**Exercise requirements**
Retype each of the entries below exactly as written.

------------------------------------------------

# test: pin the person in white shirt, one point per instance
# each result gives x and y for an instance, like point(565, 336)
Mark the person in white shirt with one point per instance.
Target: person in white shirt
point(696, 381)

------------------------------------------------

**Expected answer**
# test: pin the person in white shirt, one point per instance
# each result gives x and y for an instance, like point(565, 336)
Mark the person in white shirt with one point per instance.
Target: person in white shirt
point(696, 381)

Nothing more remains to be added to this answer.